#### [Given problem 1]
In the records, rename "annotation task" to "labeling task" starting at the line that contains "the muddy puddle" and ending at the line that contains "111, 210, 189, 299", then write out those lines with everything else left as is.

#### [Source extract]
--------------------

Why Soldiers Leave Coins as a Memorial

Have you ever noticed coins on a gravestone, and wondered why they were there? When a U.S. service member or loved one leaves a coin on a gravestone it has special significance. Though the meaning of this custom has changed over time, it’s a tradition with a long history. The idea of leaving coins with the departed dates back as far as the Greeks and Romans.

According to Greek mythology, the River Styx separates the living from the dead and Charon, the ferryman of Hades, will not carry your soul across without a payment. So unless you had a coin, your soul would be doomed to spend 100 years in solitude along the shore. This is why family members and loved ones would place coins in the mouths or over the eyes of the departed, in order to ensure safe passage into the afterlife.

Romans left coins of different denominations on graves. Each coin conveyed a different meaning. U.S. service members carried on the tradition after the Vietnam War. Soldiers used it as a way to communicate with their fallen comrade’s families without having to say a word. Since the politics surrounding the Vietnam War were so controversial, this nonverbal practice allowed soldiers to pay their respects without risking a debate with the family of the fallen. Each coin on a soldier’s grave tells a different story.

• Leaving a penny indicates that the person who left it knew them from military service.

--------------------

#### [Given problem 2]
From the article on memorial coins, reproduce word for word the passage starting at "Have you ever" and ending at "into the afterlife.".

[Bounding-box records]
--------------------

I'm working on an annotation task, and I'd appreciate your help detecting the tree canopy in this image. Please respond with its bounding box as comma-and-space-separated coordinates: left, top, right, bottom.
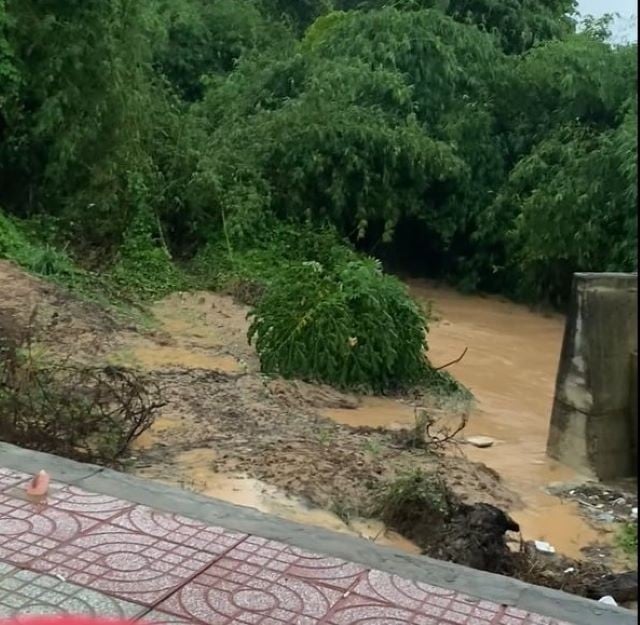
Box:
0, 0, 637, 304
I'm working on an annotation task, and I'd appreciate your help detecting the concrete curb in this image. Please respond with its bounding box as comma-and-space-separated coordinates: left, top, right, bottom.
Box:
0, 443, 637, 625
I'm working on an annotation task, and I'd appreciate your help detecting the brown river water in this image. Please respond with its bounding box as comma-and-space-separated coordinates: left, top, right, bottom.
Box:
134, 281, 610, 557
327, 281, 603, 557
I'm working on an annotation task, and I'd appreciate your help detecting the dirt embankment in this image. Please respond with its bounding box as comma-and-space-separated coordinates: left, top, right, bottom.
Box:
0, 262, 636, 594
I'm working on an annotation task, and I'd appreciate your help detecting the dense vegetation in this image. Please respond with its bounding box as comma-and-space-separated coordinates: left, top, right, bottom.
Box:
0, 0, 637, 386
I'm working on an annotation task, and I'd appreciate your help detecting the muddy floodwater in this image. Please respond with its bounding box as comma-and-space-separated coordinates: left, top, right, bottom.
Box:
129, 281, 613, 558
326, 281, 606, 557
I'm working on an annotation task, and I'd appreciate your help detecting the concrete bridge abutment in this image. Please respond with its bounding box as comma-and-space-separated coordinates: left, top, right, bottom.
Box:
547, 273, 638, 480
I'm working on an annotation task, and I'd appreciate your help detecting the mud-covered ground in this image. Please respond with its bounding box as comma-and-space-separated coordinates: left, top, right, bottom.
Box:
0, 261, 636, 604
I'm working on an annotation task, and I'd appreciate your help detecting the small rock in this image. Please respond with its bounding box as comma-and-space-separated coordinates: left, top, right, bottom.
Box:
533, 540, 556, 553
466, 436, 494, 449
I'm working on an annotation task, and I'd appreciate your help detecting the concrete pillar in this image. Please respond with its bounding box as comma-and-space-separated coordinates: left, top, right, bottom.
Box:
547, 273, 638, 479
629, 351, 638, 472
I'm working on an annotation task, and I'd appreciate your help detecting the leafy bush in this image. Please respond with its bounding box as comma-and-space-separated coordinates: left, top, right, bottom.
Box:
249, 259, 428, 391
111, 211, 188, 299
0, 212, 79, 281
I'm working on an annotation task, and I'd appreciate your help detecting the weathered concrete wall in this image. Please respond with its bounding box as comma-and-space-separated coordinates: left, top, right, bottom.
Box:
629, 351, 638, 471
547, 273, 638, 479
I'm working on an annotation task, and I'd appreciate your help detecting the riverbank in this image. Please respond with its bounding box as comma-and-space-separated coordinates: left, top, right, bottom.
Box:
0, 258, 636, 600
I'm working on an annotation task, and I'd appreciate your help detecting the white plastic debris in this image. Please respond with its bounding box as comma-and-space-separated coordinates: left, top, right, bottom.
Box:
465, 436, 494, 449
533, 540, 556, 553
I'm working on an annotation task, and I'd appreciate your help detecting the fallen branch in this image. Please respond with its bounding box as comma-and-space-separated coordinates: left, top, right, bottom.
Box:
435, 347, 469, 371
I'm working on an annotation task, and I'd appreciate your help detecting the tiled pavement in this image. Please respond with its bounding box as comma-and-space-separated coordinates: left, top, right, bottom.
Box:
0, 469, 580, 625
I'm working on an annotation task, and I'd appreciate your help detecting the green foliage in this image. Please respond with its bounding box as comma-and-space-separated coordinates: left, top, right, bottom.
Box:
111, 211, 189, 298
616, 521, 638, 557
0, 0, 637, 322
249, 254, 427, 391
0, 212, 79, 282
155, 0, 288, 102
447, 0, 577, 54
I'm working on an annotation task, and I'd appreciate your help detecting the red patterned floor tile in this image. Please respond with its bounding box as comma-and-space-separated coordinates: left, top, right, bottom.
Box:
353, 571, 456, 616
136, 610, 195, 625
158, 558, 344, 625
221, 536, 365, 590
42, 483, 134, 521
350, 571, 568, 625
30, 525, 215, 605
110, 506, 247, 555
323, 595, 432, 625
0, 495, 98, 565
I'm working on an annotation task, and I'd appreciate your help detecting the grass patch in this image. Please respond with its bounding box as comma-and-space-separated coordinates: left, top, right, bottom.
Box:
373, 469, 451, 544
616, 521, 638, 557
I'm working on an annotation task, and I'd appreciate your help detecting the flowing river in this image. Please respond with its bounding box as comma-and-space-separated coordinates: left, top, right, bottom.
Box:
327, 280, 603, 557
133, 280, 611, 558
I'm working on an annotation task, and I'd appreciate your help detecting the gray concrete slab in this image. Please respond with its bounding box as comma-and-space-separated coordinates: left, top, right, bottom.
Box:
0, 443, 637, 625
0, 564, 147, 619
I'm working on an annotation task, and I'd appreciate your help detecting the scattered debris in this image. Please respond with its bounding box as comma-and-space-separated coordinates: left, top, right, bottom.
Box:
533, 540, 556, 553
464, 436, 494, 449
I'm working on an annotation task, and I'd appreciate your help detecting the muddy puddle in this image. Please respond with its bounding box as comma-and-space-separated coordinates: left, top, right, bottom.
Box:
137, 446, 420, 554
324, 281, 612, 558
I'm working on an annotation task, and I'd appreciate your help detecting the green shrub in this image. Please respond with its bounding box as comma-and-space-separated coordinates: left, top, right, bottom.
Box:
249, 254, 428, 392
616, 521, 638, 556
111, 210, 189, 299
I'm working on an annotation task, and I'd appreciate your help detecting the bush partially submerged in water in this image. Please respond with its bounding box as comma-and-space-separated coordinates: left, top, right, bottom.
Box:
249, 259, 429, 392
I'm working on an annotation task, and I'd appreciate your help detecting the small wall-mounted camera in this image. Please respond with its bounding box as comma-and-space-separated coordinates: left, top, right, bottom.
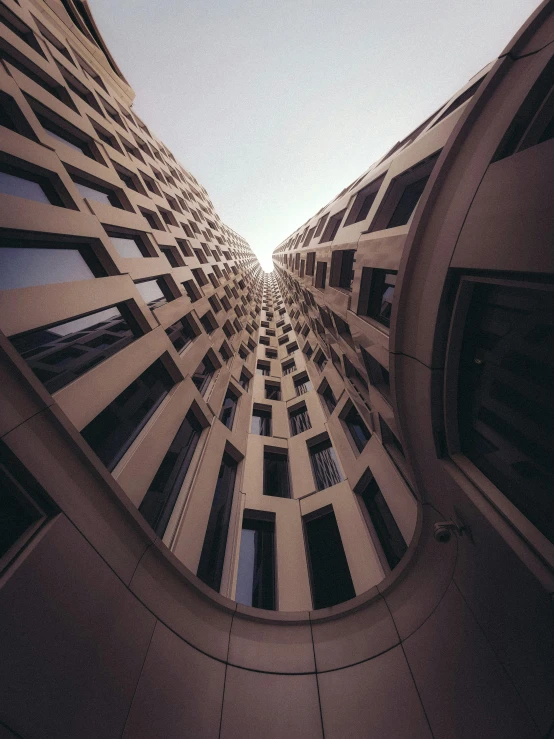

--------------------

#### [Task result 1]
I'm working on an labeling task, and I'd appreciate your help detecting the muddy puddle in this image. Please respond with its bounding box as comma-and-space-separated coordinates: left, top, right, bottom.
Box:
137, 446, 420, 554
324, 281, 612, 558
I'm working on an labeling task, and I'd appreciate your help detecting the green shrub in this image. Please respond with its bounding box as comma-and-space-separated coordinates: left, top, right, bottom.
Box:
249, 254, 428, 392
616, 521, 638, 556
111, 210, 189, 299

#### [Task result 2]
Have you ever noticed coins on a gravestone, and wondered why they were there? When a U.S. service member or loved one leaves a coin on a gravestone it has special significance. Though the meaning of this custom has changed over time, it’s a tradition with a long history. The idea of leaving coins with the departed dates back as far as the Greeks and Romans.

According to Greek mythology, the River Styx separates the living from the dead and Charon, the ferryman of Hades, will not carry your soul across without a payment. So unless you had a coin, your soul would be doomed to spend 100 years in solitude along the shore. This is why family members and loved ones would place coins in the mouths or over the eyes of the departed, in order to ensure safe passage into the afterlife.